-------- Raw data

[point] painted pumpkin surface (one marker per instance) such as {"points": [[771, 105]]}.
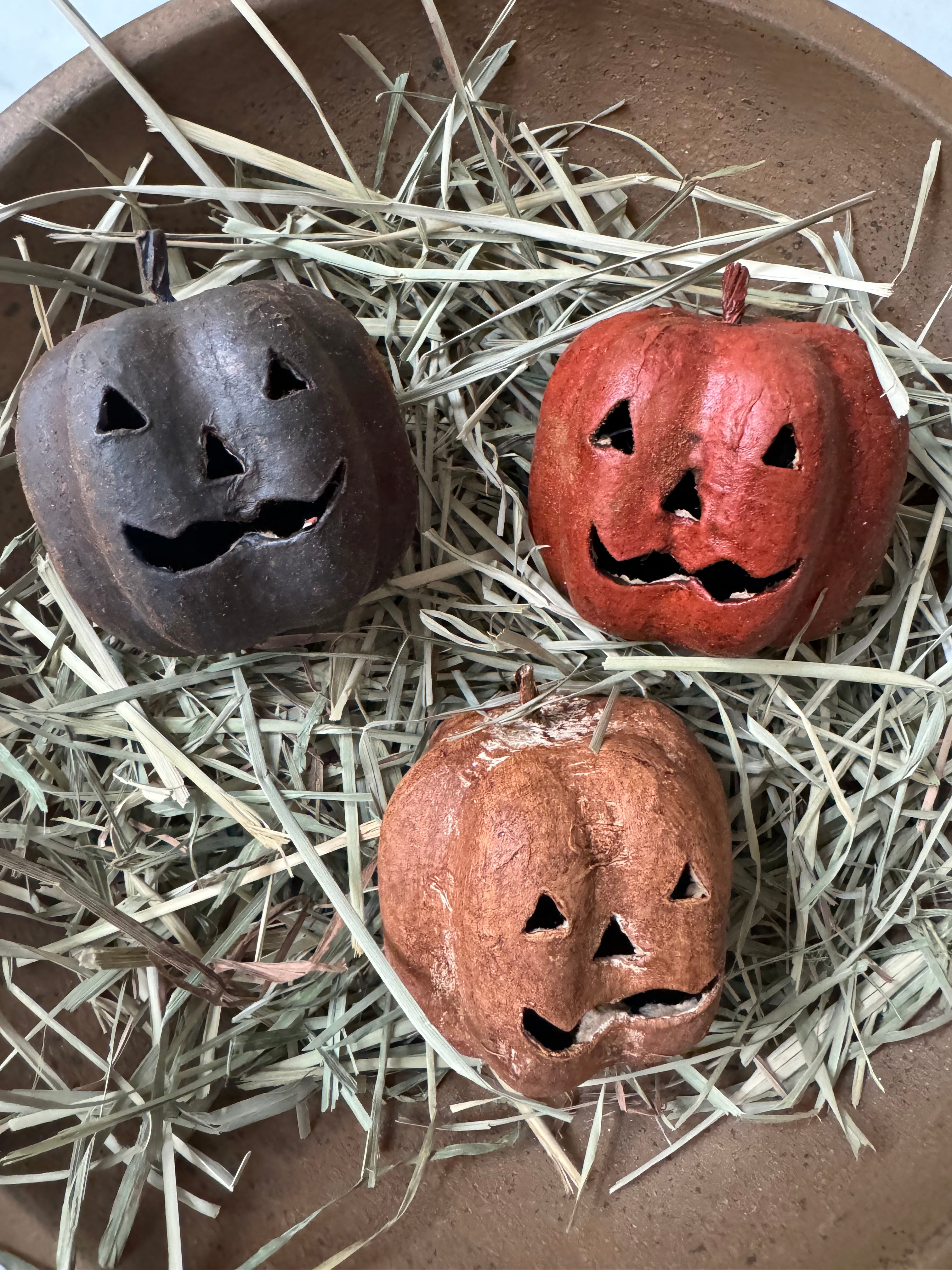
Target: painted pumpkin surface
{"points": [[705, 484], [555, 911], [218, 472]]}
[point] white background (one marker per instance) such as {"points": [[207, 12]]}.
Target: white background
{"points": [[35, 37]]}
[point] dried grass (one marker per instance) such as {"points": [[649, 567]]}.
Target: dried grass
{"points": [[197, 835]]}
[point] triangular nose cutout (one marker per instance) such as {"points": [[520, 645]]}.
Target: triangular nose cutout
{"points": [[685, 498], [546, 916], [688, 887], [615, 943], [219, 460], [281, 380]]}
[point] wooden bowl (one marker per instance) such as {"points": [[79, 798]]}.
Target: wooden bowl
{"points": [[836, 108]]}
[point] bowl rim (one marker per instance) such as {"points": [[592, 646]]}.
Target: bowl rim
{"points": [[822, 26]]}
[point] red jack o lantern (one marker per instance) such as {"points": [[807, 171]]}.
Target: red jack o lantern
{"points": [[705, 483], [555, 911]]}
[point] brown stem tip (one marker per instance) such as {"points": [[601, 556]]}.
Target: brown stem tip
{"points": [[734, 294], [153, 255], [526, 684]]}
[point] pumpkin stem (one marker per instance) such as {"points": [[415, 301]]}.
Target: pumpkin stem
{"points": [[526, 684], [734, 294], [153, 255]]}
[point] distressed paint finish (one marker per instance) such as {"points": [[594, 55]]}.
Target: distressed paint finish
{"points": [[200, 369], [498, 815], [709, 399]]}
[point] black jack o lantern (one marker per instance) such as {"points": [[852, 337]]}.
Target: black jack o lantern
{"points": [[219, 472]]}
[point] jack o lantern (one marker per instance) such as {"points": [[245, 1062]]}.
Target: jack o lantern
{"points": [[555, 911], [218, 472], [704, 483]]}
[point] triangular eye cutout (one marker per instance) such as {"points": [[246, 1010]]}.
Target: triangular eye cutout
{"points": [[688, 887], [615, 431], [615, 943], [782, 451], [281, 380], [685, 500], [219, 460], [546, 916], [118, 415]]}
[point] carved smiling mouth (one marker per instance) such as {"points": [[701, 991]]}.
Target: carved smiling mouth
{"points": [[205, 541], [654, 1004], [724, 581]]}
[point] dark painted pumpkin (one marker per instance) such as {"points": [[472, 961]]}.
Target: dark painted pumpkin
{"points": [[554, 911], [702, 483], [219, 472]]}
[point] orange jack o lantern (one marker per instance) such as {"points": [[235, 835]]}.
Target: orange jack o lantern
{"points": [[704, 483], [555, 911]]}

----------------

Goal:
Could you convert every line of the records above into a JSON list of strings, one string per line, with blank lines dropped and the pictures left out?

Solved exercise:
[
  "[point] painted pumpkin surface (one marker per instance) such as {\"points\": [[771, 105]]}.",
  "Target: painted pumpkin surface",
  "{\"points\": [[705, 484], [555, 911], [218, 472]]}",
  "[point] white background (one marker per instance) such as {\"points\": [[207, 12]]}.",
  "Target: white background",
  "{\"points\": [[35, 37]]}",
  "[point] dried grass (one marker per instance) such as {\"points\": [[649, 567]]}.",
  "Target: dried grass",
  "{\"points\": [[197, 835]]}",
  "[point] triangular nose cutout (one marker per instance) such as {\"points\": [[520, 645]]}.",
  "Target: triangular nose cutout",
  "{\"points\": [[685, 498], [546, 916], [688, 887], [615, 943], [219, 460], [281, 380]]}",
  "[point] wooden bowl (one marker per instance) such as {\"points\": [[79, 798]]}.",
  "Target: wooden bowl",
  "{\"points\": [[836, 108]]}",
  "[point] bowl rim (one marker per instance) such as {\"points\": [[592, 646]]}.",
  "Target: bowl rim",
  "{\"points\": [[822, 26]]}",
  "[point] red jack o lantern (one marker per instance) such as {\"points\": [[807, 171]]}.",
  "Target: red jack o lantern",
  "{\"points\": [[705, 483], [555, 911]]}",
  "[point] brown stem tip (one marker per instance) such as {\"points\": [[601, 556]]}.",
  "Target: brown stem tip",
  "{\"points\": [[734, 294], [153, 255], [526, 684]]}",
  "[point] pumpkin stem (one marker per instance) such as {\"points\": [[415, 301]]}.",
  "Target: pumpkin stem",
  "{\"points\": [[526, 684], [734, 294], [153, 255]]}",
  "[point] distressed paint finish (one marker per instance) such as {\"points\": [[594, 55]]}.",
  "Target: distressed paint finish",
  "{\"points\": [[200, 369], [498, 815], [709, 399]]}",
  "[point] black jack o lantern (one marker per instance) such as {\"points\": [[852, 337]]}.",
  "Target: black jack o lantern",
  "{\"points\": [[219, 472]]}",
  "[point] jack o lantern (one marker per instance) such as {\"points\": [[245, 1062]]}.",
  "Target: jack o lantern",
  "{\"points\": [[555, 911], [218, 472], [704, 483]]}",
  "[point] triangular eye cutout (one marker per instance) such as {\"points\": [[246, 1010]]}.",
  "Target: triangular eye cutout",
  "{\"points\": [[688, 887], [615, 431], [615, 943], [782, 451], [281, 380], [685, 500], [219, 460], [546, 916], [118, 415]]}",
  "[point] carved smiling mouth (one marker per instance) such as {\"points\": [[701, 991]]}.",
  "Target: carved smiling mouth",
  "{\"points\": [[205, 541], [654, 1004], [724, 581]]}",
  "[point] dark painted pumpkin (one marker per instance) such as {\"points\": [[472, 961]]}.",
  "Target: dark painted pumpkin",
  "{\"points\": [[554, 911], [702, 483], [219, 472]]}",
  "[point] orange jack o lantern (one marker per instance) such as {\"points\": [[235, 835]]}.",
  "Target: orange jack o lantern",
  "{\"points\": [[704, 483], [555, 911]]}"
]